## What is needed
Find every line in the material below that contains the word "woman", and copy each of those lines.

[Stored entries]
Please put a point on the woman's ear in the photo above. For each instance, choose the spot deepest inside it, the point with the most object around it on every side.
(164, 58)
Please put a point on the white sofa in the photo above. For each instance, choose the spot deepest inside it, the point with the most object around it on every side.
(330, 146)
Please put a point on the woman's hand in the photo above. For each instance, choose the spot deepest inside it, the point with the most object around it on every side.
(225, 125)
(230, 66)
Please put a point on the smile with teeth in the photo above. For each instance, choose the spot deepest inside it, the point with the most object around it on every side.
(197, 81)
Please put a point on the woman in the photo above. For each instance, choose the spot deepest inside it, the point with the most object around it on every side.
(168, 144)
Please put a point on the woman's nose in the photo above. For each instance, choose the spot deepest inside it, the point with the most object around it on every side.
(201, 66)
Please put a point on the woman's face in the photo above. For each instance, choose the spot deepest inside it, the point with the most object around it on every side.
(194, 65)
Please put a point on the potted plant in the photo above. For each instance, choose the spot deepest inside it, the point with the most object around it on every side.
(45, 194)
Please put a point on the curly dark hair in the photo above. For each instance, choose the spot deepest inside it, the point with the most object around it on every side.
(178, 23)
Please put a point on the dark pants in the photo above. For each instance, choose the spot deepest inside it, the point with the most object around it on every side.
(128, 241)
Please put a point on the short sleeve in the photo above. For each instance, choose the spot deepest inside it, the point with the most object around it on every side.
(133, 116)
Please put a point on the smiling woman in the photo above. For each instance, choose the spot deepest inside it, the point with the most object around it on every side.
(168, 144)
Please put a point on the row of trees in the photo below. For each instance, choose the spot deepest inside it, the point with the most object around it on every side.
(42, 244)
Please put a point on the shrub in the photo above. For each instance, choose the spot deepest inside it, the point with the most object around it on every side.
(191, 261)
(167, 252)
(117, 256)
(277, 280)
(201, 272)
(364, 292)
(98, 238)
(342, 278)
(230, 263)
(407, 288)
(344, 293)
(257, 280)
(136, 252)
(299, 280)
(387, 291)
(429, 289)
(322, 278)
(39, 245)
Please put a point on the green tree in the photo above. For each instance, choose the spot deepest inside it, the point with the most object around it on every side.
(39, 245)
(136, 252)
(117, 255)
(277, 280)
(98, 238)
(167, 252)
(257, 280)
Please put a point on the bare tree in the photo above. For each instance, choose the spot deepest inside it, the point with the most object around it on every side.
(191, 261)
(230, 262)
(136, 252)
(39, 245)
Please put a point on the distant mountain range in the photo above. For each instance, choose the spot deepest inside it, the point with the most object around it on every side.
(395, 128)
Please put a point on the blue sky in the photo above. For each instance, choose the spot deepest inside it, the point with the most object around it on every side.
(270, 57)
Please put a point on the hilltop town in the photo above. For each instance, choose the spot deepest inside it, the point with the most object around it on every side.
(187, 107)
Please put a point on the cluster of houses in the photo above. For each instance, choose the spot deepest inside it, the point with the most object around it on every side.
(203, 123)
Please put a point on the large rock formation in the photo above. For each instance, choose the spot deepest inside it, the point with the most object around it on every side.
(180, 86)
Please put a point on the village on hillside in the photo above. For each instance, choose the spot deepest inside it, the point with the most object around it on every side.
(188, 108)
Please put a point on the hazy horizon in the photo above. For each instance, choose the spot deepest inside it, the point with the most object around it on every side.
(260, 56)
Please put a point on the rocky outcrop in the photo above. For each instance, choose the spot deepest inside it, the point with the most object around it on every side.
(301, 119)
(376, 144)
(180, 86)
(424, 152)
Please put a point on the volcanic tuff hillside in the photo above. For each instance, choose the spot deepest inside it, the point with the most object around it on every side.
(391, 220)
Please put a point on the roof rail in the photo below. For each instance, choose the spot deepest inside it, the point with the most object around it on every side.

---

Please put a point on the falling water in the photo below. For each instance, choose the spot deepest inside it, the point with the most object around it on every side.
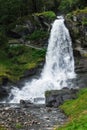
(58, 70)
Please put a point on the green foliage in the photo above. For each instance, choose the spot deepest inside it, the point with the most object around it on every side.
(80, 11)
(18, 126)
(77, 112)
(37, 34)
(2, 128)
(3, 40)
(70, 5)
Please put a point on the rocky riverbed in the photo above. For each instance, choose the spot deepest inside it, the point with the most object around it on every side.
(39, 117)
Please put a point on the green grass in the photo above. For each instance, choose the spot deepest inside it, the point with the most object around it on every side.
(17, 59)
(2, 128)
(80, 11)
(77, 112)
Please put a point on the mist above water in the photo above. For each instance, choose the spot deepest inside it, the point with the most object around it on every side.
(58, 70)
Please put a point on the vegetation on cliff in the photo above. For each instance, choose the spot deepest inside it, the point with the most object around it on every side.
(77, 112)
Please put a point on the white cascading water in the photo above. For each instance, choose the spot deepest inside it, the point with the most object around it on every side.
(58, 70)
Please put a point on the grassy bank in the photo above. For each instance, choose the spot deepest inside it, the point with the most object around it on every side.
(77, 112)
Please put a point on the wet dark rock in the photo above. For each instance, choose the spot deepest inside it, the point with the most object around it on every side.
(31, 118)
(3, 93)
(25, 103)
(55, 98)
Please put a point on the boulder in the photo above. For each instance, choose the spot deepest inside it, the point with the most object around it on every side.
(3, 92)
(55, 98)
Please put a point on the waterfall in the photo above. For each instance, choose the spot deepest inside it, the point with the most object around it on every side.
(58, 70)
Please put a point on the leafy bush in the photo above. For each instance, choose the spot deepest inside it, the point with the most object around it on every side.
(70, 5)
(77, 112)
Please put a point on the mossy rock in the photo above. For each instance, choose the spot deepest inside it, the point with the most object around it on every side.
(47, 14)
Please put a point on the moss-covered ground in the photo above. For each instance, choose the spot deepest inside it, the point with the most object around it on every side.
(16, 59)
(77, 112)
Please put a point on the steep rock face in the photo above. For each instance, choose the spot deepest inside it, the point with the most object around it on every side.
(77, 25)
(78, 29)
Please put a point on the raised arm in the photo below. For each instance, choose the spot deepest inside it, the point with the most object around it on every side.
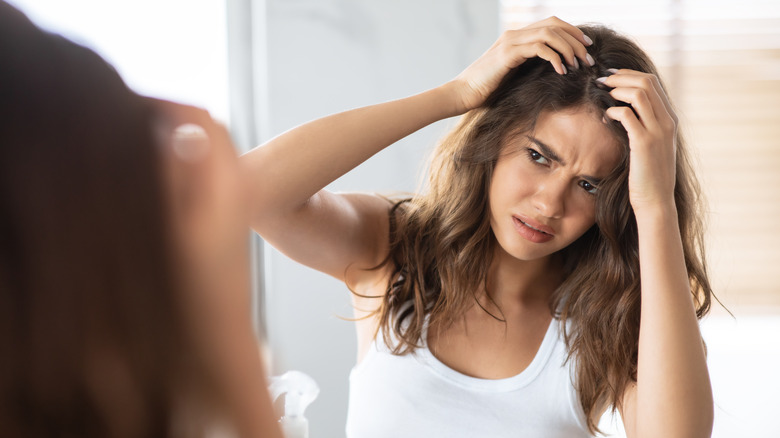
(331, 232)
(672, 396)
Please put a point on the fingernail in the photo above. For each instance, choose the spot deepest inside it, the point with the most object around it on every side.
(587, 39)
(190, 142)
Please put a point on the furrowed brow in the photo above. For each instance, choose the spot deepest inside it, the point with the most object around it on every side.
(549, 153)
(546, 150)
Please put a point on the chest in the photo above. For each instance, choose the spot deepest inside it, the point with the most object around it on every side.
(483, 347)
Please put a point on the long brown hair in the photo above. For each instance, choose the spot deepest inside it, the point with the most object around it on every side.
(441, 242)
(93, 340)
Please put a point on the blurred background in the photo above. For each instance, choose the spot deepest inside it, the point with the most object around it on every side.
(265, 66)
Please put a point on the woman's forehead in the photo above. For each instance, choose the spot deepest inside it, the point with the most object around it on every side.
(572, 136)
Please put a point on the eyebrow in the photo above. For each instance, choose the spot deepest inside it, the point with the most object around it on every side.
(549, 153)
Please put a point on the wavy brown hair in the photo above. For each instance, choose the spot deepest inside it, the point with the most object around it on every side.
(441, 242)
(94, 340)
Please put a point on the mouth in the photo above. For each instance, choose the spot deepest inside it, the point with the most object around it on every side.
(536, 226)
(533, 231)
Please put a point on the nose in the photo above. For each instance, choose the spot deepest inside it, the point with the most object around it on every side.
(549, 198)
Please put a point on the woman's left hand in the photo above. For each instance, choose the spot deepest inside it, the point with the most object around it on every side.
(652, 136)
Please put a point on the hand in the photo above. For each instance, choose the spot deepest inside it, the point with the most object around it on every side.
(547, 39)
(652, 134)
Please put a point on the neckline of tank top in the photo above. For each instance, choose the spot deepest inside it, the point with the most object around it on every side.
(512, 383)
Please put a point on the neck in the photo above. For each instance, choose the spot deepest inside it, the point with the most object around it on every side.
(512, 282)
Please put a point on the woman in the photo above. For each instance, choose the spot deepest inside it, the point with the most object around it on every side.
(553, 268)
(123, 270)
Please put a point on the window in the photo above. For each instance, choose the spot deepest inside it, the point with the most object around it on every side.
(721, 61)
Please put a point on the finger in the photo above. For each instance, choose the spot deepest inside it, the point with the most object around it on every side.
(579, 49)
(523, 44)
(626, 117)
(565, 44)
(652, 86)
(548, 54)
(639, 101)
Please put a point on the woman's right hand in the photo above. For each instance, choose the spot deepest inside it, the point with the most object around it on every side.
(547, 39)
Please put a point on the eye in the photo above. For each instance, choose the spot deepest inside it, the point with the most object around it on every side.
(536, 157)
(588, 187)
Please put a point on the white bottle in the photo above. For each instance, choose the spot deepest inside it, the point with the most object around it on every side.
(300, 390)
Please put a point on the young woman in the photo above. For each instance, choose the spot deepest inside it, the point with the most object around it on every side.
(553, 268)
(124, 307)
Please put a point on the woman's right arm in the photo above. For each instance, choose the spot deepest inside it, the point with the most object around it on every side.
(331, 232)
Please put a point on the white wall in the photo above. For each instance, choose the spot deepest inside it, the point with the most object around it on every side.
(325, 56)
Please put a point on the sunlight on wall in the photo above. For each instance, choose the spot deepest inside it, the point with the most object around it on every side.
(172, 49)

## Result below
Please put a point on the woman's ear in the photo above. For each instance, choose the spot deepest inside it, the point with the most object around it on every side.
Please put a point on the woman's hand in the photo above. For each instance, choose the spot deepest inside it, the point with the most object around it on every side.
Please put a point on the woman in the photo above. For each instance, choose the spot deepest inside it, the point with the most object around it on every side.
Please put a point on the woman's nose in the photo above. For each instance, choose the spot deepest inside it, the point with the most object around it on every side.
Please put a point on the woman's face in the photo above. For each instance, choose the spot deepest inside it, the point with the most object around it on every side.
Please put a point on the smiling woman in the photo above. For each instance, choose the spot deepest inside it, the point with the most object around it on every side.
Please put a point on the woman's forehead in the photo above. For each instance, choose the spot deepest inside it, the point with the most object around it on every side.
Please put a point on the woman's left hand in the photo above. For each instance, choose the spot deepest inside it, the point with the most object around it on every side.
Please put a point on the woman in the photo above. For each instance, choose the spot deepest inside it, the point with the most object around it on every side.
Please put a point on the woman's right hand in the photo above. For each instance, choose the spot deepest inside it, the point with the most object around it on every side.
Please put a point on the young woman in the photo above. For each instance, choose the spot deepest inside it, the point with the most object around it on every side.
Please put a point on the woman's right arm in the photo above. For each instance, choose the spot deepest inside it, the point with the most object around it on every side.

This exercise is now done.